Content starts

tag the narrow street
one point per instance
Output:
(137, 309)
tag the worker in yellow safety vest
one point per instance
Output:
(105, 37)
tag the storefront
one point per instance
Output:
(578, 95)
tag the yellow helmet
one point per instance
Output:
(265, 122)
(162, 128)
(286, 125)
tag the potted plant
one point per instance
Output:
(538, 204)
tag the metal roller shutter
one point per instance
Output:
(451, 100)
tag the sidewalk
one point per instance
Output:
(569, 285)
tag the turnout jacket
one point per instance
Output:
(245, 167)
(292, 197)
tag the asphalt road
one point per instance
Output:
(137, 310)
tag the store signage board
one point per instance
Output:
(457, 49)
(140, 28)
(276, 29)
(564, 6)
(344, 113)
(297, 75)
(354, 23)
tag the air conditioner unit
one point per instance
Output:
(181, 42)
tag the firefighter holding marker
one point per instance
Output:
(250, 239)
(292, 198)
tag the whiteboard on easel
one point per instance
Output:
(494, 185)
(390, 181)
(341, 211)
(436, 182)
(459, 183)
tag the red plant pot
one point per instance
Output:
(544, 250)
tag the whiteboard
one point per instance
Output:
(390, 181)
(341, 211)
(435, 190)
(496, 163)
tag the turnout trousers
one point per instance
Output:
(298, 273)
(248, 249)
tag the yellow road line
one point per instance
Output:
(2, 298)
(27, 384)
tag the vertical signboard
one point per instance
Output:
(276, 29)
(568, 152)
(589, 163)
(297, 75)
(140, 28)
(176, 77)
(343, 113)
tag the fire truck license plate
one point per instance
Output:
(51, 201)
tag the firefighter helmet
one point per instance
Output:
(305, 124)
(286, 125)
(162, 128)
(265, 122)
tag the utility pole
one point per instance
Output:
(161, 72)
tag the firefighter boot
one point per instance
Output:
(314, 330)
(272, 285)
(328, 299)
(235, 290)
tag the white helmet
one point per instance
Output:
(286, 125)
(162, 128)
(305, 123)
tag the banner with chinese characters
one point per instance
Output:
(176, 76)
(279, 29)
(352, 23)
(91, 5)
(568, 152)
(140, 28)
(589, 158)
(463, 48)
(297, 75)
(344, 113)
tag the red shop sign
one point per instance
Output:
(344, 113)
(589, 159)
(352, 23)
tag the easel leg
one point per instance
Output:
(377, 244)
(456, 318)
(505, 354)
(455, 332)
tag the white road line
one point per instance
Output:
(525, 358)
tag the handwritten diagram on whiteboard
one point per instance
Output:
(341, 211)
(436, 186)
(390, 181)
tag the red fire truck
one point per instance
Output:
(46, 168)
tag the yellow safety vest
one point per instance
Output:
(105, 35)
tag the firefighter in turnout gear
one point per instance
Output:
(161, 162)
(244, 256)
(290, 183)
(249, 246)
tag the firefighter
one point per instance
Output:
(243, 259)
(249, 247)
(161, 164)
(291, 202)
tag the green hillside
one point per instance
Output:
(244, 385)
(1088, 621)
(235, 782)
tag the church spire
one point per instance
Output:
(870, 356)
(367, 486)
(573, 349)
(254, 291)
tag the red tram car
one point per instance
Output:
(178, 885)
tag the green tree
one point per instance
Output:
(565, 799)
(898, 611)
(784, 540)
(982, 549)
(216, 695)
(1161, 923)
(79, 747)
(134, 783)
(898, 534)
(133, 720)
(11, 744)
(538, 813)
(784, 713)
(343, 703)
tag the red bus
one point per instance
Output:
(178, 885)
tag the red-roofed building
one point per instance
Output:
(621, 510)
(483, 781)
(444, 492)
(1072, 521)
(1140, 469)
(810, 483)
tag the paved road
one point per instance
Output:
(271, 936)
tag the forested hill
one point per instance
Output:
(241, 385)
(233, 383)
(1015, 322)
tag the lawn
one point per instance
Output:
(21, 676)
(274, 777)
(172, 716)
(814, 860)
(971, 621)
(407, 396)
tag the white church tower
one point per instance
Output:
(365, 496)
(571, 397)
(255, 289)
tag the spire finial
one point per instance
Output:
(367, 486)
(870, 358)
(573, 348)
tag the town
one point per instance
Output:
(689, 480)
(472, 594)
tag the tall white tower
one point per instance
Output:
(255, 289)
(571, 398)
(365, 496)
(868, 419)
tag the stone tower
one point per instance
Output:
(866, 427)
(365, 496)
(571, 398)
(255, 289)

Content ends

Whatever lines appear above, reproduce every one of them exactly.

tag the narrow street
one point per instance
Output:
(137, 309)
tag the worker in yellow safety vest
one point per instance
Output:
(105, 37)
tag the storefront
one point per instance
Output:
(578, 95)
tag the yellow helmet
one point per instance
Output:
(265, 122)
(162, 128)
(286, 125)
tag the potted plant
one point per instance
Output:
(538, 204)
tag the metal roller shutter
one point per instance
Output:
(451, 100)
tag the sidewalk
one point per instance
Output:
(569, 285)
tag the turnout jacket
one point per instance
Output:
(245, 167)
(292, 197)
tag the asphalt road
one point per instance
Output:
(137, 310)
tag the store signage board
one point per instance
Output:
(457, 49)
(140, 28)
(276, 29)
(564, 6)
(344, 113)
(297, 75)
(354, 23)
tag the air conditioner unit
one point per instance
Output:
(181, 42)
tag the firefighter holding marker
one point per instance
Output:
(250, 239)
(292, 198)
tag the whiteboard on easel
one point per instance
Output:
(494, 185)
(390, 181)
(341, 211)
(436, 182)
(459, 183)
tag the red plant pot
one point per instance
Output:
(544, 250)
tag the whiteboard
one point per instance
Output:
(390, 181)
(341, 211)
(435, 190)
(496, 163)
tag the turnout trousers
one point per instance
Output:
(298, 273)
(248, 249)
tag the yellow road line
one point per instance
Output:
(2, 298)
(27, 384)
tag the vertical signboard
one point per instance
Output:
(276, 29)
(568, 152)
(589, 163)
(297, 75)
(140, 28)
(176, 77)
(343, 113)
tag the fire truck license plate
one point per instance
Output:
(51, 201)
tag the firefighter helmet
one point per instance
Output:
(305, 124)
(286, 125)
(162, 128)
(265, 122)
tag the utility pole
one point per instance
Output:
(161, 72)
tag the firefighter boot
one point per instance
Output:
(314, 330)
(272, 285)
(328, 299)
(235, 290)
tag the white helmet
one point per instance
Output:
(286, 125)
(162, 128)
(305, 123)
tag the banner with chinese characters
one point per instance
Output:
(176, 76)
(279, 29)
(352, 23)
(91, 5)
(568, 152)
(140, 28)
(589, 158)
(463, 48)
(297, 75)
(344, 113)
tag the red shop sign
one point per instance
Output:
(344, 113)
(589, 159)
(352, 23)
tag the easel leg
one point per instance
Output:
(377, 244)
(456, 318)
(505, 354)
(455, 332)
tag the white road line
one point per instance
Output:
(525, 358)
tag the handwritten diagram on whiteboard
one point per instance
Output:
(341, 211)
(436, 186)
(390, 181)
tag the red fire truck
one point per instance
Output:
(46, 168)
tag the yellow safety vest
one point per instance
Output:
(105, 35)
tag the firefighter in turnout gear
one point per instance
Output:
(161, 162)
(244, 256)
(290, 183)
(249, 246)
tag the firefighter
one point per instance
Output:
(243, 259)
(249, 247)
(161, 164)
(291, 202)
tag the green hillside
one point per instance
Output:
(244, 385)
(1088, 621)
(235, 782)
tag the church spire
one point per instance
Output:
(870, 356)
(367, 486)
(573, 349)
(254, 291)
tag the red tram car
one point per instance
Output:
(178, 885)
tag the green tree
one point per instance
Output:
(565, 799)
(898, 611)
(784, 540)
(982, 549)
(216, 695)
(1161, 923)
(79, 747)
(134, 783)
(898, 534)
(133, 720)
(11, 744)
(538, 813)
(784, 713)
(343, 703)
tag the red bus
one point per instance
Output:
(178, 885)
tag the red-roofed building
one point per instance
Output:
(621, 510)
(483, 781)
(444, 492)
(1072, 521)
(1140, 469)
(810, 483)
tag the paved road
one point per instance
Output:
(271, 936)
tag the forested hill
one point per instance
Output:
(241, 385)
(233, 383)
(1015, 322)
tag the lawn
one point per instance
Output:
(21, 676)
(274, 777)
(172, 716)
(814, 860)
(971, 621)
(407, 396)
tag the white church tower
one point per instance
Output:
(365, 496)
(571, 397)
(255, 289)
tag the spire finial
one point per instance
Output:
(367, 486)
(870, 358)
(573, 348)
tag the town
one point per instance
Output:
(689, 480)
(472, 594)
tag the tall white tower
one point per instance
Output:
(255, 289)
(571, 398)
(365, 496)
(868, 419)
tag the stone tower
one point per instance
Output:
(866, 427)
(365, 496)
(571, 398)
(255, 289)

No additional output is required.